>>

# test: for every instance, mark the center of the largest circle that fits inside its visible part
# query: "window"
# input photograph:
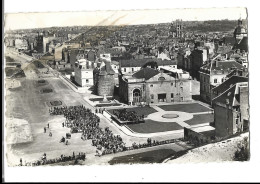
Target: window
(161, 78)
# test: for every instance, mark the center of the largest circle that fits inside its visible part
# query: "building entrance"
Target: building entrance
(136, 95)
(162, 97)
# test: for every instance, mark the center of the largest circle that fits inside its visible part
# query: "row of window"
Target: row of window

<<
>>

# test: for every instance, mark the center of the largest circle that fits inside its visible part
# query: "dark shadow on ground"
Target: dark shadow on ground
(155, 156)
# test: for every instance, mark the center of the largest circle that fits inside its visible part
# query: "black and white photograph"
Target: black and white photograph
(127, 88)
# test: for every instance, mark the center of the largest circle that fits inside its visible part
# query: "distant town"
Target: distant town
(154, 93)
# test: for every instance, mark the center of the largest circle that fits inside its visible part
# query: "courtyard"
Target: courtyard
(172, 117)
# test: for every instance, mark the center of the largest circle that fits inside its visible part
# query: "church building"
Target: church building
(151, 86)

<<
>>

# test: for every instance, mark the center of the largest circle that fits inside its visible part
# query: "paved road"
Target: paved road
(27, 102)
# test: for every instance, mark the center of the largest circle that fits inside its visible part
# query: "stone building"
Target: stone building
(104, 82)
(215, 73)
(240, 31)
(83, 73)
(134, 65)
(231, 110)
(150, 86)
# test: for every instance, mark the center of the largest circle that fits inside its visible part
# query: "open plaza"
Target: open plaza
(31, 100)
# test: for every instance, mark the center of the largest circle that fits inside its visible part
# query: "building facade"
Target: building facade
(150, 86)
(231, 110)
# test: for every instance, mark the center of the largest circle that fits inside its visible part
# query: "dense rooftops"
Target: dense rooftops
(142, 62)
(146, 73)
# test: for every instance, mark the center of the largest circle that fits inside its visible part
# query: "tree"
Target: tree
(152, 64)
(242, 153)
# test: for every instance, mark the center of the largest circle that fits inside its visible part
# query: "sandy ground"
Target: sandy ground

<<

The problem: Report the number of lines in the records above that contain "sandy", with no other text.

Task response: 2